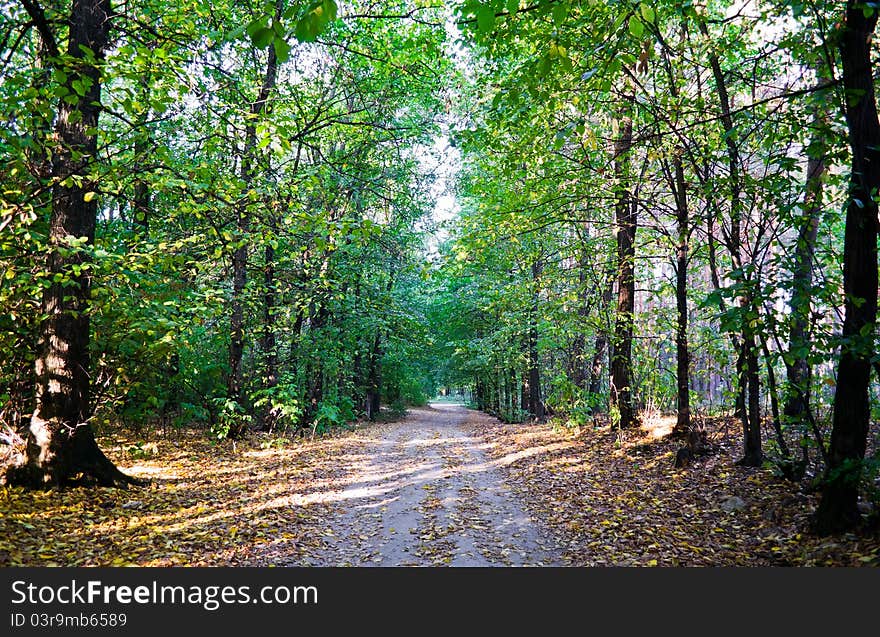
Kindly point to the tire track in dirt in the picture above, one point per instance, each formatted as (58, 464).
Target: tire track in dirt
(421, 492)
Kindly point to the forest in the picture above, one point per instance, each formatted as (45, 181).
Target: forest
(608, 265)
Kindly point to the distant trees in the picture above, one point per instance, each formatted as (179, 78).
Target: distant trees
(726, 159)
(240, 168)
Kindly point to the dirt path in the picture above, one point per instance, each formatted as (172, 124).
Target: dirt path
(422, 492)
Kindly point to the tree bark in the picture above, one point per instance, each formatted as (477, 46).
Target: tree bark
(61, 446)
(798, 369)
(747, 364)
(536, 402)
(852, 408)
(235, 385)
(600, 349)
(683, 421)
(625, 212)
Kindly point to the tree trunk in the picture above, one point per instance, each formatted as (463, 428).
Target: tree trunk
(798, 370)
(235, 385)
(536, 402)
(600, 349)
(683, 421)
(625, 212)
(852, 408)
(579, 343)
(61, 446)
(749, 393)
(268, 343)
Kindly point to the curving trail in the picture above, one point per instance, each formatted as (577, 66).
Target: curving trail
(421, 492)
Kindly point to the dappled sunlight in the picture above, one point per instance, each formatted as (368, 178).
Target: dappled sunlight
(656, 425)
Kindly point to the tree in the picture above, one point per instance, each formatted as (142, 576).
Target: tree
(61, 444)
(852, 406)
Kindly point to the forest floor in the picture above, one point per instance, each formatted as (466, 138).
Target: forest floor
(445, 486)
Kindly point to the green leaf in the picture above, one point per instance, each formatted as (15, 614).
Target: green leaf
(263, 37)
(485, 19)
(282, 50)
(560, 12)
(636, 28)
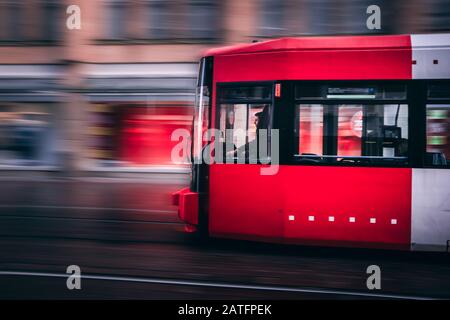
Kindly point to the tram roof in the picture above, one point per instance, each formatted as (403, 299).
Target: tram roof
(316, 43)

---

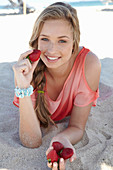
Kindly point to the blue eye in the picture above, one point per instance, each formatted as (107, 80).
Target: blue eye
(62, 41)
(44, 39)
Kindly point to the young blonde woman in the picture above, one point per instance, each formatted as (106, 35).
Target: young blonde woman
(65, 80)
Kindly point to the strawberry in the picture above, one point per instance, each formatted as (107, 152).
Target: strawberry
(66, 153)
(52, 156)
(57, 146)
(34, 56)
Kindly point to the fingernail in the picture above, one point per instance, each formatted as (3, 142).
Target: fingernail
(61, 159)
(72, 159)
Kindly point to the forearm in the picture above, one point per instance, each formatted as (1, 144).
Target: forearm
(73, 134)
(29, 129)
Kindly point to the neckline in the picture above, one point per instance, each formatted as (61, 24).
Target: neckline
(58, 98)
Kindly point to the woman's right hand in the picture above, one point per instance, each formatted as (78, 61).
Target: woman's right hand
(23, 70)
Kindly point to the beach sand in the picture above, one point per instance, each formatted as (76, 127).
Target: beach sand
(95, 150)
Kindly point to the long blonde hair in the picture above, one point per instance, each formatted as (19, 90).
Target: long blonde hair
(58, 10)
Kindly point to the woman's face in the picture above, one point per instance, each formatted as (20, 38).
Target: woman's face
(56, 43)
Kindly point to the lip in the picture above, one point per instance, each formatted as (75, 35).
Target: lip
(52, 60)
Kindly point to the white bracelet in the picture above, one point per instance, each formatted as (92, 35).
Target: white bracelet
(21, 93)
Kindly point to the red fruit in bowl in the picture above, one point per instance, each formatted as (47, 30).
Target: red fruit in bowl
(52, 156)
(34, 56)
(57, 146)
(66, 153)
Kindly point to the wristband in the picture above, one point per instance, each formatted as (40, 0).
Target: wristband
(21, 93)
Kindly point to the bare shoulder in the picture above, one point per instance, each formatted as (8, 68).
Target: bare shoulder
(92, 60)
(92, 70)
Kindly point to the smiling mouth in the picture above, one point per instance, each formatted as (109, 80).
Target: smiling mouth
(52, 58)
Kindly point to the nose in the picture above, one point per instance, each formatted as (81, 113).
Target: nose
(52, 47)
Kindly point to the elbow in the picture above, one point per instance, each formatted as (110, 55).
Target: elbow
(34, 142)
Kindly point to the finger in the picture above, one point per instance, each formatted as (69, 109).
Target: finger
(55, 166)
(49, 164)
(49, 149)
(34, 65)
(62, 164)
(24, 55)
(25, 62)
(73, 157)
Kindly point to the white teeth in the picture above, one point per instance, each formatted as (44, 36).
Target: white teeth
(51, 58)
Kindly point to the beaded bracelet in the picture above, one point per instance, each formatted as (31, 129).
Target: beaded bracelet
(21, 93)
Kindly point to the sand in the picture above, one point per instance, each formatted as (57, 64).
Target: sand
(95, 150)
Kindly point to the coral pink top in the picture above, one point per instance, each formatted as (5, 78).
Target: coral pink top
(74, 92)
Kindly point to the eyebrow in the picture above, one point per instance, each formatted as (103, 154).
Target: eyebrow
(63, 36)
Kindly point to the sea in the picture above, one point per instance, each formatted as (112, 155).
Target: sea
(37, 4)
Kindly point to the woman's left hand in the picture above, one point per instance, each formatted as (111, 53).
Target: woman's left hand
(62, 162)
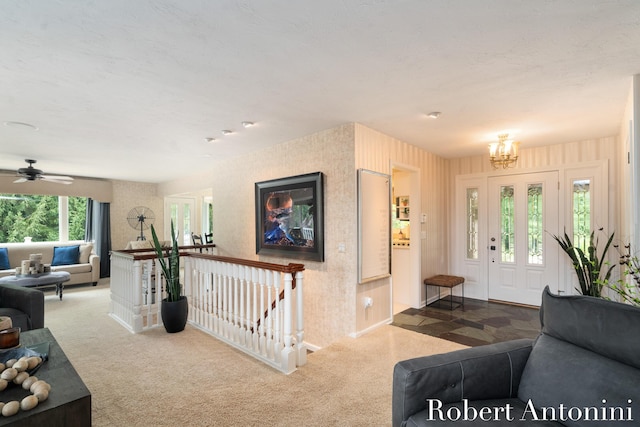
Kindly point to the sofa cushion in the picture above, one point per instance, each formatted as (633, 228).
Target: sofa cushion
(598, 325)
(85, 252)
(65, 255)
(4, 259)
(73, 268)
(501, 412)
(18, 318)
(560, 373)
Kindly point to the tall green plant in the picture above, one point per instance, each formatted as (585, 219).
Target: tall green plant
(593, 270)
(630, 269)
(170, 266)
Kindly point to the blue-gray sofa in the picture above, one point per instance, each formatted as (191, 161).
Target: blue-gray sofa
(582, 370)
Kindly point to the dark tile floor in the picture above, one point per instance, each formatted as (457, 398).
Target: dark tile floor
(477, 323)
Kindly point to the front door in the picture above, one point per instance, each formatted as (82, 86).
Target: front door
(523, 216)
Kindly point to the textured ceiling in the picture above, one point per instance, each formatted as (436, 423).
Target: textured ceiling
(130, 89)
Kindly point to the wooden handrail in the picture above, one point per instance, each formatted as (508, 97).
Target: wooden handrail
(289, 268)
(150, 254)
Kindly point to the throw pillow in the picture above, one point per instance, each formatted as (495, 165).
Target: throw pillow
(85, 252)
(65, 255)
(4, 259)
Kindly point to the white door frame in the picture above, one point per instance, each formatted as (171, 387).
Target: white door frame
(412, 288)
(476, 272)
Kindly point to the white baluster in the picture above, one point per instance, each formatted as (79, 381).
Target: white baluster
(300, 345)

# EXERCISE:
Set down only the lines above that fall between the line holding "Kindly point to the tire" and the line holding "Kindly point to the forest in", inclusive, keeping each exact.

# RESPONSE FOR THIS EXERCISE:
Kindly point to the tire track in dirt in the picture above, one point per instance, each formatted as (58, 464).
Target: tire track in dirt
(421, 492)
Kindly point to the forest in the picture above, one point per instance, each formatted as (45, 181).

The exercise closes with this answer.